**Problem requirements**
Edit the passage on Tuscany: copy the stretch from "If the Tuscan" through "a tranquil isolation.", changing "sulphur" to "sulfur".
Study text START
If the Tuscan countryside has a fault, it's the popularity that its seductiveness has brought, and you may find lesser-known sights proving most memorable – remote monasteries like Monte Oliveto Maggiore, the sulphur spa of Bagno Vignoni, or the striking open-air art gallery of the Tarot Garden. The one area where Tuscany fails to impress is its over-developed coast, with uninspired beach-umbrella compounds filling every last scrap of sand. The Tuscan islands have rather more going for them – Elba may be a victim of its own allure, but the smaller islands such as Capraia retain a tranquil isolation.
Florence
Since early in the
nineteenth century FLORENCE has been celebrated as
the most beautiful city in Italy. Stendhal staggered
around its streets in a perpetual stupor of delight;
the Brownings sighed over its idyllic charms; and
E.M. Forster's Room with a View portrayed it as the
great southern antidote to the sterility of
Anglo-Saxon life. For most people Florence comes
close to living up to the myth only in its first,
resounding impressions. The pinnacle of
Brunelleschi's stupendous cathedral dome dominates
the cityscape, and the close-up view is even more
breathtaking, with the multicoloured Duomo rising
behind the marble-clad Baptistry. Wander from there
down towards the River Arno and the attraction still
holds: beyond the broad Piazza della Signoria, site
of the towering Palazzo Vecchio, the river is
spanned by the medieval shop-lined Ponte Vecchio,
with the gorgeous church of San Miniato al Monte
glistening on the hill behind it.
Yet after registering these marvellous sights, it's
hard to stave off a sense of disappointment, for
much of Florence is a city of narrow streets and
heavy-set, oppressively dour palazzi that show only
iron-barred windows and massive, studded doors to
the outside world. The alienating effects of this
physical entrenchment are redoubled by an unending
tide of mass tourism. You'll find light relief to be
in short supply.
Study text END
Listed entries START
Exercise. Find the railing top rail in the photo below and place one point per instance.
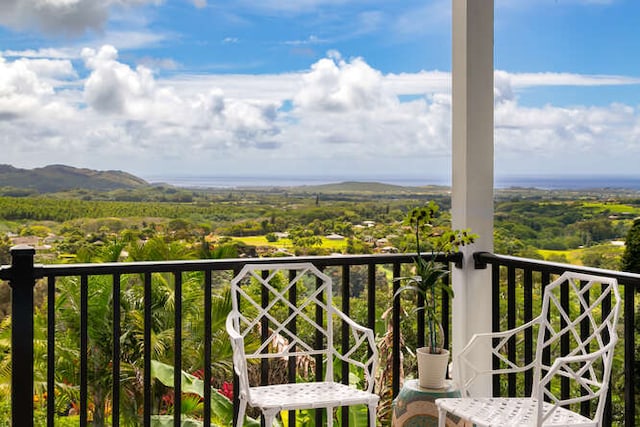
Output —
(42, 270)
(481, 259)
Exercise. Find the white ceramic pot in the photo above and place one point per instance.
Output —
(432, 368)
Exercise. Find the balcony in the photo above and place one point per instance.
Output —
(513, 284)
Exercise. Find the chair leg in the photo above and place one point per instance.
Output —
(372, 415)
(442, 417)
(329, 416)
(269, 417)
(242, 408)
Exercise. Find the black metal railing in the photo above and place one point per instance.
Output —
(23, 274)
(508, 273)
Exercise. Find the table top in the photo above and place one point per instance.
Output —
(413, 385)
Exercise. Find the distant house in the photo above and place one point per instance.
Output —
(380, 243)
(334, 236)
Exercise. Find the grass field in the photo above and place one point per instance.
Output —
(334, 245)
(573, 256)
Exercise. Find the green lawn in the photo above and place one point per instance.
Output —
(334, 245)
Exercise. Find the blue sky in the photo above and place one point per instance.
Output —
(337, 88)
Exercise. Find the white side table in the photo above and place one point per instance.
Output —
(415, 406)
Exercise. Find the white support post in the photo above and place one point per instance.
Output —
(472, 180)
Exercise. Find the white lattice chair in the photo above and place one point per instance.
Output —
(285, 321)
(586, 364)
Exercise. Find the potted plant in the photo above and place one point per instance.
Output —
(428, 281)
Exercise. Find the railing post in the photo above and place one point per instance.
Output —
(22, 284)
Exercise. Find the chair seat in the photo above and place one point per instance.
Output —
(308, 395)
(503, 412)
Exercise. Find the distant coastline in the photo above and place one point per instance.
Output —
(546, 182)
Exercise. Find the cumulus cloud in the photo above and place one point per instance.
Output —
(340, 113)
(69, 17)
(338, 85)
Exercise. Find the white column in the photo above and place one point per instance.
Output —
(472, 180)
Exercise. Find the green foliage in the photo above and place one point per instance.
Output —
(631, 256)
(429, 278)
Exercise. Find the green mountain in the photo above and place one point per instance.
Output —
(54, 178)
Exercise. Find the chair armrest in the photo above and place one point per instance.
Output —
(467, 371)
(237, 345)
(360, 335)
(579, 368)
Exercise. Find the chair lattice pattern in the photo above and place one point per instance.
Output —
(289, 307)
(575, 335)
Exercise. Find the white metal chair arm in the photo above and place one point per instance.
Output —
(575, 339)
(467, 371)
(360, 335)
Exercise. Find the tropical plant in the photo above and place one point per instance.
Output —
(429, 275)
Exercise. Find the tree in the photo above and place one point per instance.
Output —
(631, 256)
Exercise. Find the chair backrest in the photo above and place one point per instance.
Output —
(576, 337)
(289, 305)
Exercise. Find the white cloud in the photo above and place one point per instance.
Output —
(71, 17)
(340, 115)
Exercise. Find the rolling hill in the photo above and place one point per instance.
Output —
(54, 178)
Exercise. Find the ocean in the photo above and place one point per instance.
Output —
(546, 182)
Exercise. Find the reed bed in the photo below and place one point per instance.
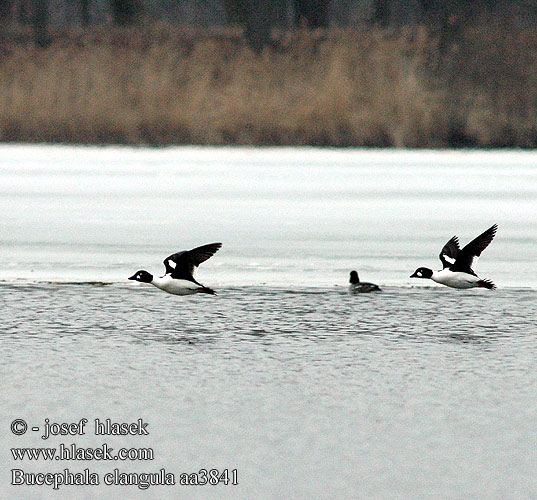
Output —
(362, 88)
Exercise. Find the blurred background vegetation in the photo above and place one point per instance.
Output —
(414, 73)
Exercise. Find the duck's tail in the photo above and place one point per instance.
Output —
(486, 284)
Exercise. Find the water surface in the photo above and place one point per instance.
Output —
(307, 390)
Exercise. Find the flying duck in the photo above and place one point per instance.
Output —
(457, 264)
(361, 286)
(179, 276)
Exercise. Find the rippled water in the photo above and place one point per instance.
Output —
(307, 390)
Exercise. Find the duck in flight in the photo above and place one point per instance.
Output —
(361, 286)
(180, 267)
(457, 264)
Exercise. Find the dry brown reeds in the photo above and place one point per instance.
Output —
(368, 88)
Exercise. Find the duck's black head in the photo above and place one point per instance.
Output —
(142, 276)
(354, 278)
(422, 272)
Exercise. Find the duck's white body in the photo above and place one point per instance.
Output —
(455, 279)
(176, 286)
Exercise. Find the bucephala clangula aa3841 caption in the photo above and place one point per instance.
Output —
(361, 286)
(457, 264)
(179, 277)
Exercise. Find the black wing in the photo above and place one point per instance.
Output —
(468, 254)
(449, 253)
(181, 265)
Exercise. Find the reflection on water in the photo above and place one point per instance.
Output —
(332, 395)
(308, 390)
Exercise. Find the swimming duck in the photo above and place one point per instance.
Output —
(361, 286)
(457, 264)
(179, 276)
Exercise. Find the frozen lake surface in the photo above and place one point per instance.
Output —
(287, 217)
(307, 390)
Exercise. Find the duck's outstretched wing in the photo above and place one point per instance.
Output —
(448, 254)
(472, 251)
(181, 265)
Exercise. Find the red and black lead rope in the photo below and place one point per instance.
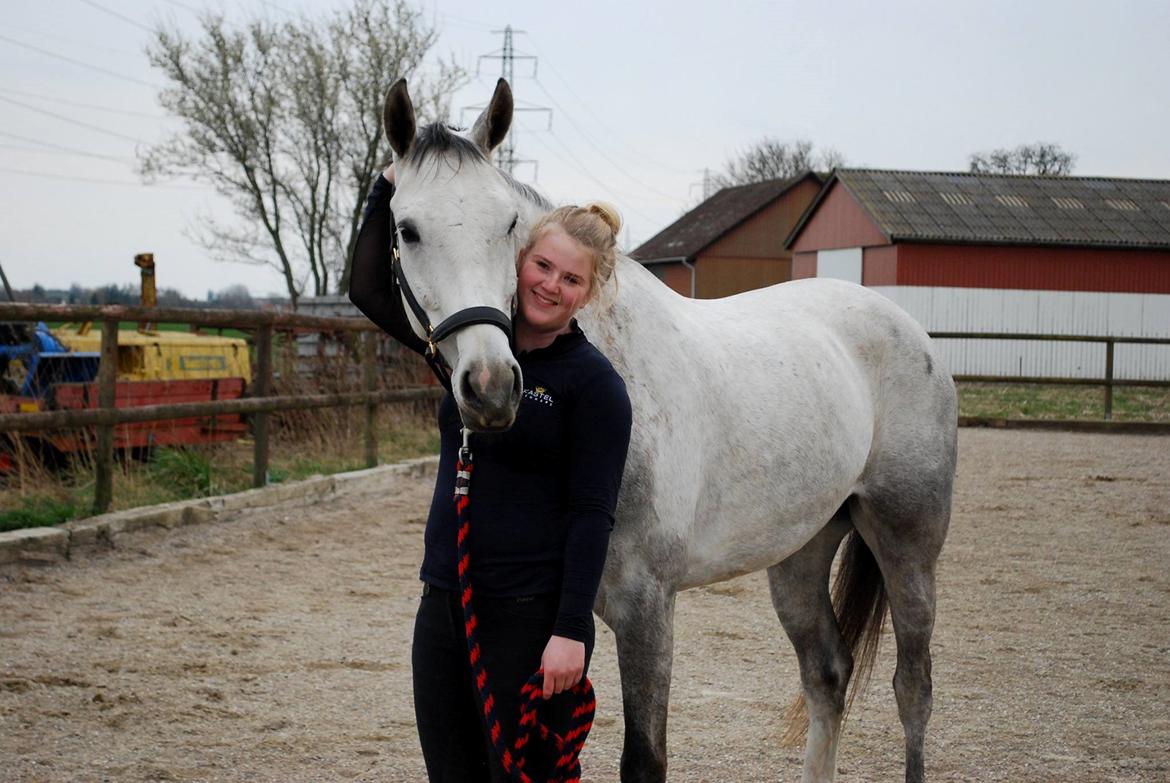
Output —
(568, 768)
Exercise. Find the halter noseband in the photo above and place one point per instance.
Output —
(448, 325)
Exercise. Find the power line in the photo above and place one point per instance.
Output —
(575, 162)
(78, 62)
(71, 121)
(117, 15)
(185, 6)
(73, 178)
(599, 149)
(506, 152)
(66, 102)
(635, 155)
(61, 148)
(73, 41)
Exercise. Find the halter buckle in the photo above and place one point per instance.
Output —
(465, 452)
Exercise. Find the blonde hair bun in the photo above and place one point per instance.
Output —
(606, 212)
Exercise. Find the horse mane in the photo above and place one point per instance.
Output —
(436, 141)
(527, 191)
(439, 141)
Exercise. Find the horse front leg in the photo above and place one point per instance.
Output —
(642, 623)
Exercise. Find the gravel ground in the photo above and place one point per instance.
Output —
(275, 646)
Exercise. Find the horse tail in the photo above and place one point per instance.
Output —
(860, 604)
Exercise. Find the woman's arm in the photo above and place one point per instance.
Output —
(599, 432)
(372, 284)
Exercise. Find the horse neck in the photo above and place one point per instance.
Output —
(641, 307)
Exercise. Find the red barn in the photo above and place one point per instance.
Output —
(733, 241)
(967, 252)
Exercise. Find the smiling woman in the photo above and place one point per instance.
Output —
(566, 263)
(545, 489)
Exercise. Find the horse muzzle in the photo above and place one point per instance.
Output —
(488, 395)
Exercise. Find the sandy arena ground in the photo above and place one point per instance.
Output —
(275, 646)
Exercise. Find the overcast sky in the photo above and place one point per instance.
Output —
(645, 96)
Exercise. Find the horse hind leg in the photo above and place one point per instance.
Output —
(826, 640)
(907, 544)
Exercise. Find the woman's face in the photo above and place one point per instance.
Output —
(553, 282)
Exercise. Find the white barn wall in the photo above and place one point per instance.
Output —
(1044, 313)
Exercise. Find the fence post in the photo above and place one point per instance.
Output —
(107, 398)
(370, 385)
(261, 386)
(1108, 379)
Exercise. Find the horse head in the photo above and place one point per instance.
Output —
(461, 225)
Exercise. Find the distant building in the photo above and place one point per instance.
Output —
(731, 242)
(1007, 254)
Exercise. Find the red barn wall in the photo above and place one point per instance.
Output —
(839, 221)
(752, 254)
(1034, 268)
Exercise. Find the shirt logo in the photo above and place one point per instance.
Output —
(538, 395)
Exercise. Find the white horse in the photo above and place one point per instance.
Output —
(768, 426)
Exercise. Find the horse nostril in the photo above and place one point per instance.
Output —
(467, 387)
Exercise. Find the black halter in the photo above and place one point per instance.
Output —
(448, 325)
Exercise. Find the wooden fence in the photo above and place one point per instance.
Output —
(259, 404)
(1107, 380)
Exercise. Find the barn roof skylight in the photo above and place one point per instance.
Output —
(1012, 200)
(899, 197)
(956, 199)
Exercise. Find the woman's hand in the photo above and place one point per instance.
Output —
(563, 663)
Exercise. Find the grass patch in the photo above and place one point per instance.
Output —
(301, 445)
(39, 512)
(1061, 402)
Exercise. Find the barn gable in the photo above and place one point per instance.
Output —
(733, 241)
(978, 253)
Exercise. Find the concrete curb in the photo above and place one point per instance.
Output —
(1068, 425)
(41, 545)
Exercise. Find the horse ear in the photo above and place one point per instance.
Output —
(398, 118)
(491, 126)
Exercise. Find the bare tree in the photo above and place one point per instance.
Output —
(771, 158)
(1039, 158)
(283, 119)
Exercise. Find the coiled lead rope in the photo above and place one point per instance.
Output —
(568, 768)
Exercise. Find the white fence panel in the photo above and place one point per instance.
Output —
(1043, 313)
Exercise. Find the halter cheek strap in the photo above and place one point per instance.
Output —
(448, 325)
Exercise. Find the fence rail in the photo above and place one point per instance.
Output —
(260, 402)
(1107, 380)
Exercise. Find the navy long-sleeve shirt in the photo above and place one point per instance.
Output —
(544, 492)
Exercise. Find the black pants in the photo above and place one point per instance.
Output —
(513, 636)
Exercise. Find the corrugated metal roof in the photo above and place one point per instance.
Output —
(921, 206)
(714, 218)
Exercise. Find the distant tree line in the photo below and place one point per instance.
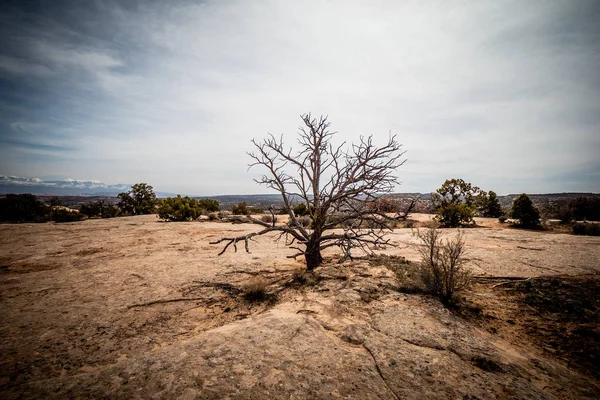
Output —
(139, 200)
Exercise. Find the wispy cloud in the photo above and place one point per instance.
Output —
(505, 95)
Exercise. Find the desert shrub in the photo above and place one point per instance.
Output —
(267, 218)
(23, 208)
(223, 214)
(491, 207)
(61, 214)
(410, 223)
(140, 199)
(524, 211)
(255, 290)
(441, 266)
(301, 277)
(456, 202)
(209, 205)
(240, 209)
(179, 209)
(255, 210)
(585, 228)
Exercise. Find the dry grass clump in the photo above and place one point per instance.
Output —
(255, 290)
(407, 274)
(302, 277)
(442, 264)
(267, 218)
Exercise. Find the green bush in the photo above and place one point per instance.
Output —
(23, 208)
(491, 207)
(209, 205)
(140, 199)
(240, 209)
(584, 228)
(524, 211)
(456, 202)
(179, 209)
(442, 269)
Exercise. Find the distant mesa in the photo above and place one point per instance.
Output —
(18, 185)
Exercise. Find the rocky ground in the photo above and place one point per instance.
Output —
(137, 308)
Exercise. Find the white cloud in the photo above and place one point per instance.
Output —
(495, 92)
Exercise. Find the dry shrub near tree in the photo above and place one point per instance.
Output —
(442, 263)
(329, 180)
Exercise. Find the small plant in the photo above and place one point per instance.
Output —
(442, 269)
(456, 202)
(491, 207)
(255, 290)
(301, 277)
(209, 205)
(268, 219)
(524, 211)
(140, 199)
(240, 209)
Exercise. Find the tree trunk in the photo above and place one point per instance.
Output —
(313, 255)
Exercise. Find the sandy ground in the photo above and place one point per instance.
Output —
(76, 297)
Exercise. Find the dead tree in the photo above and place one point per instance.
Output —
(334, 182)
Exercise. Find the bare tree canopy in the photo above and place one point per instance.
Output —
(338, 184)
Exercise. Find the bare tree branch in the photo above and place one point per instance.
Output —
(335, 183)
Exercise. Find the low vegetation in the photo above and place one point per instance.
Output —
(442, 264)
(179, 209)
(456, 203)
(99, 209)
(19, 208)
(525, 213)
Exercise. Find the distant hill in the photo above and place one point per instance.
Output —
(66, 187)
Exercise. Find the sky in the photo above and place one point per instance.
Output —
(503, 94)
Listed entries END
**Exercise response**
If the Tuscan countryside has a fault, it's the popularity that its seductiveness has brought, and you may find lesser-known sights proving most memorable – remote monasteries like Monte Oliveto Maggiore, the sulfur spa of Bagno Vignoni, or the striking open-air art gallery of the Tarot Garden. The one area where Tuscany fails to impress is its over-developed coast, with uninspired beach-umbrella compounds filling every last scrap of sand. The Tuscan islands have rather more going for them – Elba may be a victim of its own allure, but the smaller islands such as Capraia retain a tranquil isolation.